[WRITTEN PROBLEM] Express as a Markdown table with columns "No." and "Text" the lines of the records starting at the line containing "Please trace the outline of every instance of the tree" and ending after the line containing "[[[200,49],[199,0],[56,0],[49,20],[66,45],[128,50]]]". Put a row number under "No." and each line under "Text", and omit any blank lines.

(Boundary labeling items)
--

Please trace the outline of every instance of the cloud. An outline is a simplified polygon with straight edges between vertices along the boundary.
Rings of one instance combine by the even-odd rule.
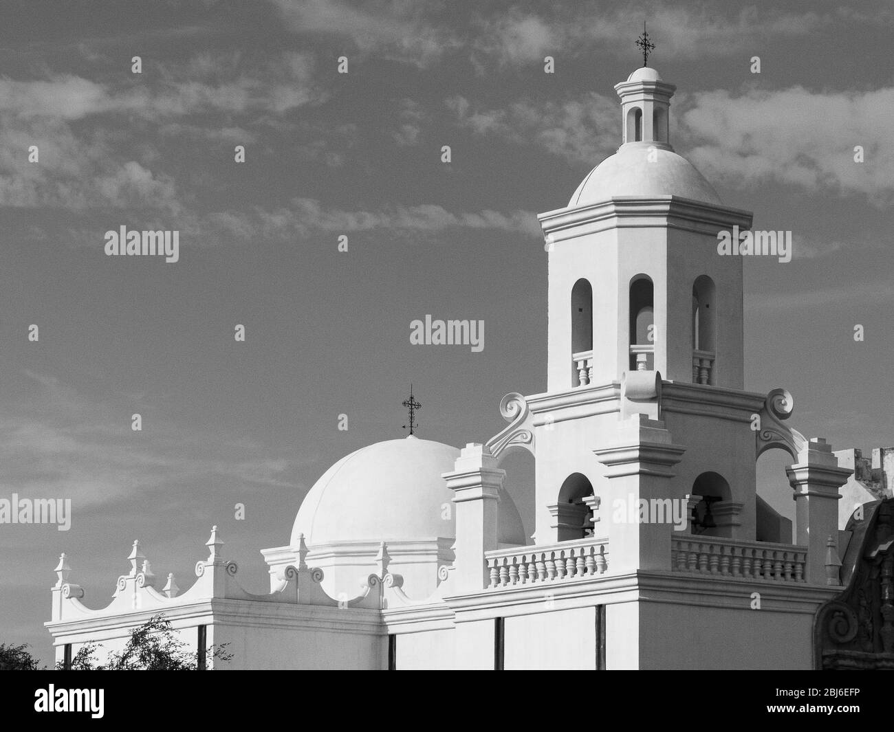
[[[453,214],[441,206],[396,206],[388,211],[344,211],[324,208],[312,198],[296,198],[291,211],[262,214],[265,225],[274,229],[294,226],[299,231],[367,231],[384,229],[389,231],[442,231],[450,228],[489,229],[538,236],[536,215],[529,211],[501,214],[484,210]],[[260,213],[260,212],[259,212]]]
[[[132,404],[89,397],[55,377],[25,370],[34,383],[0,419],[0,495],[71,498],[74,511],[209,484],[215,489],[306,488],[294,456],[265,454],[219,428],[205,433],[165,424],[132,433]],[[144,410],[149,408],[144,404]]]
[[[399,106],[400,127],[392,135],[394,141],[401,147],[417,145],[422,131],[421,125],[428,121],[428,115],[419,103],[413,99],[401,99]]]
[[[479,72],[492,67],[542,63],[544,55],[595,55],[610,53],[629,57],[632,34],[639,20],[629,5],[554,4],[549,11],[519,8],[476,16],[471,41],[473,63]],[[649,31],[658,39],[657,57],[700,59],[754,51],[768,38],[806,36],[833,19],[816,13],[758,11],[749,6],[729,14],[707,5],[665,7],[650,11]]]
[[[474,134],[533,143],[575,164],[595,164],[620,141],[617,100],[595,92],[559,103],[523,99],[498,109],[473,107],[463,97],[444,104],[456,122]]]
[[[425,67],[462,42],[431,19],[437,5],[406,0],[273,0],[291,30],[345,38],[360,54],[375,54]]]
[[[708,178],[742,187],[777,181],[811,190],[894,198],[894,148],[878,121],[894,116],[894,88],[812,92],[801,87],[692,95],[680,118],[687,156]],[[817,124],[822,120],[822,124]],[[856,163],[855,147],[864,150]]]
[[[194,196],[150,167],[161,159],[156,146],[186,137],[250,143],[259,125],[325,98],[313,83],[313,65],[296,52],[263,63],[202,54],[152,73],[144,69],[145,81],[0,79],[0,206],[180,215]],[[122,123],[150,130],[156,142],[135,147],[122,139]],[[37,163],[29,161],[31,146],[39,150]]]
[[[822,310],[831,305],[890,302],[894,291],[887,284],[860,284],[831,287],[805,292],[755,292],[748,297],[747,309],[759,310]]]

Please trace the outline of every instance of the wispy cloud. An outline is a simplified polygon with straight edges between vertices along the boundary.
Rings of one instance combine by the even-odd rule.
[[[451,228],[514,231],[539,235],[536,215],[530,211],[501,213],[485,209],[452,213],[435,204],[394,206],[382,211],[349,211],[329,207],[314,198],[295,198],[288,207],[256,207],[245,214],[220,212],[208,216],[209,224],[223,234],[240,238],[254,231],[266,238],[291,240],[316,231],[387,231],[404,235],[438,232]]]
[[[595,92],[558,103],[521,99],[496,109],[459,96],[444,104],[457,123],[476,135],[536,145],[578,164],[595,164],[620,144],[618,102]]]
[[[347,38],[362,55],[429,65],[444,53],[462,47],[445,22],[433,21],[438,4],[406,0],[273,0],[288,27],[300,34]],[[348,49],[346,49],[348,50]]]
[[[879,205],[894,197],[894,149],[878,123],[894,115],[894,88],[719,90],[696,93],[686,106],[680,126],[687,156],[709,178],[863,193]],[[864,148],[863,163],[855,161],[856,146]]]
[[[894,290],[886,283],[859,284],[814,289],[802,292],[755,292],[747,298],[749,309],[804,310],[824,308],[843,303],[861,306],[890,302]]]
[[[187,431],[164,422],[157,408],[145,410],[154,416],[143,432],[132,432],[132,404],[93,399],[53,376],[22,373],[34,389],[27,407],[8,405],[0,419],[0,494],[71,498],[81,511],[209,483],[307,487],[294,477],[302,463],[293,455],[265,454],[263,445],[228,438],[218,426]]]

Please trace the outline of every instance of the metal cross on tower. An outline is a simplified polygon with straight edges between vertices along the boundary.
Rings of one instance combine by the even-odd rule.
[[[655,49],[655,45],[645,31],[645,21],[643,21],[643,35],[637,38],[637,46],[643,49],[643,65],[649,65],[649,54]]]
[[[409,385],[409,399],[403,400],[403,406],[409,412],[409,433],[412,434],[413,430],[419,426],[416,422],[416,413],[422,408],[422,405],[413,397],[413,384]],[[407,429],[406,425],[403,425],[403,429]]]

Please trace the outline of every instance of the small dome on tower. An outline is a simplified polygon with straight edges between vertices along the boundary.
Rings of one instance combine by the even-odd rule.
[[[569,206],[623,196],[679,196],[722,206],[704,176],[670,146],[669,117],[675,89],[651,66],[641,66],[615,85],[620,97],[621,146],[590,171]]]
[[[648,142],[624,145],[605,158],[578,186],[568,205],[587,206],[620,196],[679,196],[722,205],[688,160]]]
[[[631,73],[628,78],[628,81],[661,81],[662,77],[651,66],[640,66],[637,71]]]

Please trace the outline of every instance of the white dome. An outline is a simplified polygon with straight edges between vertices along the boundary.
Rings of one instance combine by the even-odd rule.
[[[309,547],[340,542],[401,542],[453,538],[453,492],[442,473],[454,469],[460,450],[410,436],[376,442],[342,458],[314,484],[299,509],[299,534]],[[450,506],[449,518],[444,504]],[[524,544],[521,517],[505,489],[498,509],[501,543]]]
[[[590,171],[568,205],[586,206],[620,196],[679,196],[721,205],[695,165],[672,150],[648,141],[622,145]]]
[[[662,77],[651,66],[640,66],[637,71],[631,73],[628,78],[628,81],[661,81]]]

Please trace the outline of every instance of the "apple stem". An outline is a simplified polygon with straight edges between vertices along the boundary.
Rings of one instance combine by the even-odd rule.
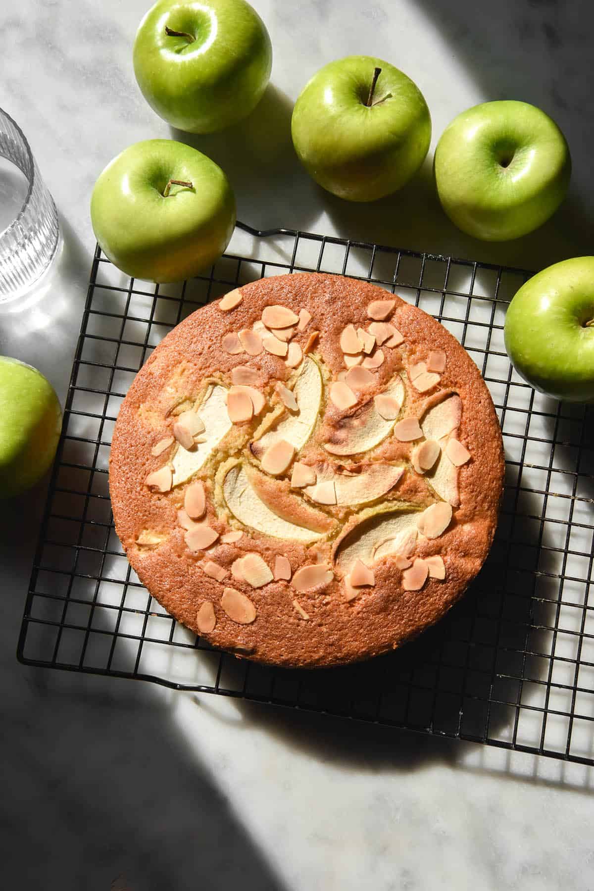
[[[381,74],[380,68],[375,68],[373,69],[373,79],[371,80],[371,86],[370,86],[370,94],[367,97],[367,102],[365,102],[368,108],[371,106],[373,101],[373,91],[376,88],[376,84],[378,83],[378,78],[379,77],[380,74]]]
[[[174,31],[174,29],[169,28],[167,25],[165,26],[165,33],[168,37],[185,37],[190,44],[193,44],[196,39],[193,35],[188,34],[187,31]]]
[[[166,185],[165,190],[163,192],[163,198],[167,198],[168,197],[168,195],[169,195],[169,189],[171,188],[172,185],[184,185],[186,187],[186,189],[192,189],[193,188],[193,184],[192,183],[188,183],[184,179],[170,179],[169,182],[167,183],[167,184]]]

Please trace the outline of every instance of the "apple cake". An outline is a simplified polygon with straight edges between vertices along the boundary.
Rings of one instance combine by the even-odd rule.
[[[491,396],[435,319],[365,282],[241,286],[136,375],[111,446],[116,531],[165,609],[289,666],[399,647],[491,546],[503,449]]]

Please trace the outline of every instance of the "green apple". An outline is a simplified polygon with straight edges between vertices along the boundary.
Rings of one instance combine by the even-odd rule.
[[[459,229],[505,241],[541,225],[563,200],[571,158],[554,120],[533,105],[483,102],[446,127],[434,171],[443,210]]]
[[[505,348],[529,384],[556,399],[594,401],[594,257],[555,263],[523,284]]]
[[[245,0],[159,0],[140,23],[134,74],[172,127],[216,133],[246,118],[273,65],[264,22]]]
[[[431,141],[423,95],[381,59],[347,56],[314,74],[291,119],[293,144],[311,176],[350,201],[373,201],[404,185]]]
[[[235,199],[218,165],[170,139],[135,143],[99,176],[91,222],[106,256],[127,275],[180,282],[229,244]]]
[[[0,356],[0,498],[34,486],[56,454],[61,411],[41,372]]]

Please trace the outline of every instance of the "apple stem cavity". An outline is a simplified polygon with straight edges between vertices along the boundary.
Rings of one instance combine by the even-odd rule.
[[[168,25],[165,26],[165,33],[168,37],[185,37],[189,44],[193,44],[196,40],[192,34],[188,34],[187,31],[174,31],[173,28],[169,28]]]
[[[167,184],[166,185],[165,189],[163,190],[163,198],[169,197],[169,190],[171,189],[172,185],[184,185],[186,189],[193,189],[194,187],[193,183],[188,183],[184,179],[170,179]]]

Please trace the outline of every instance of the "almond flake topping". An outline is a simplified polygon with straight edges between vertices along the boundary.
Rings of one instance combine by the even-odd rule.
[[[262,455],[262,470],[278,477],[284,473],[295,455],[295,446],[286,439],[277,439]]]
[[[354,325],[346,325],[340,335],[340,348],[343,353],[350,353],[354,356],[355,353],[361,353],[363,348],[363,345],[359,339],[359,336],[354,330]]]
[[[259,356],[262,352],[262,338],[251,328],[244,328],[239,333],[240,343],[248,356]]]
[[[373,356],[366,356],[363,359],[363,368],[379,368],[386,356],[383,349],[377,349]]]
[[[289,352],[289,347],[284,340],[279,340],[273,334],[266,334],[262,338],[262,346],[267,353],[284,358]]]
[[[330,399],[341,412],[357,404],[356,396],[344,380],[336,380],[330,384]]]
[[[251,625],[256,618],[256,607],[245,594],[235,588],[224,588],[221,606],[232,622]]]
[[[228,569],[225,569],[224,567],[221,566],[219,563],[216,563],[213,560],[205,560],[202,564],[202,569],[207,576],[210,576],[211,578],[216,578],[217,582],[222,582],[223,579],[229,575]]]
[[[244,351],[235,331],[230,331],[229,334],[225,334],[222,343],[224,350],[225,353],[229,353],[230,356],[237,356],[239,353],[243,353]]]
[[[209,634],[211,631],[215,630],[216,616],[210,601],[205,601],[196,613],[196,625],[200,634]]]
[[[296,591],[313,591],[313,588],[326,587],[333,578],[334,573],[328,563],[311,563],[297,569],[291,584]]]
[[[235,368],[232,368],[231,380],[238,387],[249,387],[257,383],[258,372],[254,368],[248,368],[248,365],[237,365]]]
[[[307,309],[299,310],[299,323],[297,325],[297,331],[305,331],[305,328],[312,321],[312,314]]]
[[[224,313],[228,313],[231,309],[235,309],[235,307],[239,307],[243,299],[243,294],[239,288],[235,290],[230,290],[228,294],[219,301],[218,307],[222,309]]]
[[[404,418],[403,421],[395,424],[394,435],[401,443],[410,443],[414,439],[420,439],[423,431],[419,426],[417,418]]]
[[[393,396],[385,396],[382,393],[373,397],[373,405],[376,412],[384,421],[395,421],[401,409],[397,399]]]
[[[458,439],[448,439],[445,454],[456,467],[461,467],[467,461],[470,461],[470,453]]]
[[[370,319],[379,322],[390,315],[395,305],[395,300],[371,300],[367,307],[367,315]]]
[[[241,574],[252,588],[261,588],[263,584],[268,584],[269,582],[272,582],[274,577],[270,571],[270,567],[256,553],[246,554],[242,559]]]
[[[313,468],[296,461],[293,464],[293,473],[291,474],[291,486],[294,489],[302,489],[304,486],[313,486],[314,483],[315,470]]]
[[[166,437],[165,439],[159,439],[159,441],[151,449],[151,454],[154,455],[155,458],[158,458],[162,452],[165,452],[166,448],[169,448],[173,441],[173,437]]]
[[[144,480],[144,485],[148,486],[151,489],[157,489],[158,492],[169,492],[173,485],[174,475],[171,472],[171,468],[165,467],[159,468],[159,470],[153,470]]]
[[[445,352],[443,349],[432,349],[427,360],[427,372],[437,372],[441,374],[445,371]]]
[[[289,368],[297,368],[303,362],[303,350],[298,343],[289,343],[287,350],[285,364]]]
[[[288,387],[281,384],[280,380],[277,380],[274,384],[274,389],[276,390],[285,408],[290,409],[291,412],[297,411],[299,406],[297,405],[297,401],[295,398],[295,394],[292,390],[289,390]]]
[[[191,519],[199,519],[207,509],[204,486],[199,479],[191,483],[183,495],[183,507]]]
[[[291,577],[291,565],[289,562],[287,557],[282,557],[281,554],[277,554],[274,558],[274,578],[276,581],[279,579],[285,579],[289,581]]]
[[[218,532],[211,529],[209,526],[195,526],[184,535],[185,544],[191,551],[205,551],[214,544],[218,538]]]
[[[403,572],[403,588],[404,591],[420,591],[429,574],[429,568],[424,560],[418,557],[409,569]]]
[[[299,321],[299,316],[296,315],[292,309],[287,307],[281,307],[278,304],[273,307],[264,307],[262,313],[262,321],[266,328],[289,328],[289,325],[296,325]]]
[[[232,387],[227,395],[227,414],[232,424],[241,424],[251,421],[254,415],[254,404],[249,394],[239,387]]]

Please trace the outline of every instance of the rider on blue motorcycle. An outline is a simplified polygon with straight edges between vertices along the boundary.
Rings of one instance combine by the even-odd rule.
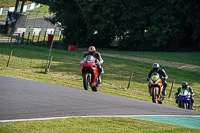
[[[195,93],[193,92],[193,89],[190,86],[188,86],[187,82],[183,82],[182,86],[180,86],[177,89],[177,92],[175,93],[176,103],[178,104],[178,94],[181,93],[182,91],[184,91],[185,89],[187,89],[187,91],[190,93],[190,100],[192,102],[192,107],[191,108],[193,109],[193,103],[194,103],[193,96],[195,95]]]

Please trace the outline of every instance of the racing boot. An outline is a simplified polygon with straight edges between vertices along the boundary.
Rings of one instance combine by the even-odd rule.
[[[149,84],[148,84],[148,88],[149,88],[149,96],[151,96],[151,88],[150,88]]]
[[[163,88],[162,95],[163,95],[163,96],[166,96],[166,95],[167,95],[167,93],[166,93],[166,87]]]

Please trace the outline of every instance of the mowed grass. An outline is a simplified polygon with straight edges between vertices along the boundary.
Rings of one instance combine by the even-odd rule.
[[[149,59],[180,62],[200,66],[200,52],[134,52],[119,50],[102,50],[102,52],[130,57],[142,57]]]
[[[50,72],[44,73],[50,45],[45,47],[31,45],[0,44],[0,75],[14,76],[40,82],[52,83],[83,89],[80,61],[84,52],[73,52],[52,49],[53,61]],[[13,55],[9,67],[6,67],[11,50]],[[98,49],[97,49],[98,50]],[[87,51],[85,51],[87,52]],[[121,53],[121,52],[120,52]],[[153,53],[152,53],[153,54]],[[156,53],[154,53],[156,54]],[[176,53],[181,54],[181,53]],[[191,53],[193,54],[193,53]],[[129,97],[151,102],[147,91],[146,81],[151,63],[102,56],[103,84],[99,91],[102,93]],[[168,58],[165,56],[165,58]],[[169,57],[170,58],[170,57]],[[177,106],[174,94],[183,81],[187,81],[196,94],[194,108],[200,111],[200,82],[199,72],[181,70],[173,67],[162,68],[169,79],[167,93],[175,80],[171,98],[165,98],[164,104]],[[133,71],[131,86],[127,89],[130,74]],[[167,95],[168,95],[167,94]],[[162,125],[162,126],[161,126]],[[130,118],[68,118],[46,121],[8,122],[0,123],[0,132],[199,132],[195,128],[160,124],[157,122]]]
[[[0,44],[0,74],[83,89],[80,61],[83,59],[84,53],[52,49],[51,69],[45,74],[50,44],[47,45],[38,47]],[[11,50],[13,50],[13,56],[10,67],[6,67]],[[102,74],[103,84],[100,85],[98,92],[151,102],[146,78],[149,70],[152,69],[152,64],[106,56],[102,58],[104,59],[102,67],[105,73]],[[165,58],[167,57],[165,56]],[[198,97],[200,95],[200,73],[166,67],[162,64],[161,67],[169,76],[167,97],[172,81],[175,80],[171,98],[166,97],[164,104],[177,107],[174,94],[181,83],[187,81],[196,94],[194,108],[196,111],[200,111],[200,98]],[[127,89],[132,71],[133,79],[130,88]]]
[[[12,133],[188,133],[200,129],[172,124],[118,117],[73,117],[42,121],[0,123],[0,132]]]

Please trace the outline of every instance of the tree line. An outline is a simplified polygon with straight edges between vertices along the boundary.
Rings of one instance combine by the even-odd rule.
[[[200,49],[199,0],[56,0],[49,20],[66,45],[128,50]]]

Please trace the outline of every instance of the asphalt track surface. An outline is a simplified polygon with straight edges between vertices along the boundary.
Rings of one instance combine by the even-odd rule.
[[[0,76],[0,120],[120,115],[192,117],[199,116],[200,112],[99,92]]]

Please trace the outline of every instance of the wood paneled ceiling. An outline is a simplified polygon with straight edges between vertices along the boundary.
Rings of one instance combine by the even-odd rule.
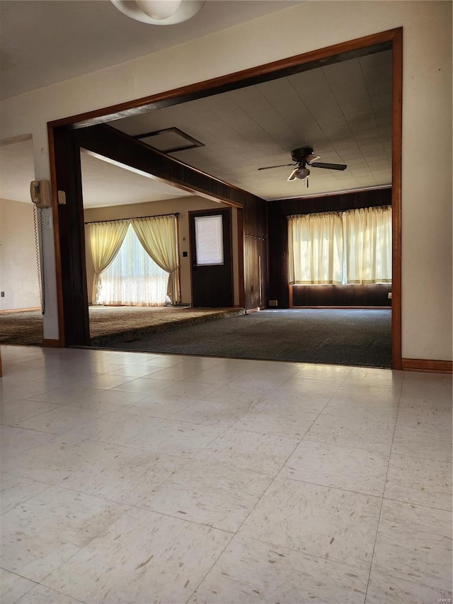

--

[RESULT FOR THIS EXERCISE]
| No. | Text |
|---|---|
| 1 | Please trace the outline of every instance of the tree line. An outline is a simplified polygon with straight edges between vertices along the boundary. |
| 2 | Rings of one instance combine by the even-odd rule. |
| 3 | [[[200,49],[199,0],[56,0],[49,20],[66,45],[128,50]]] |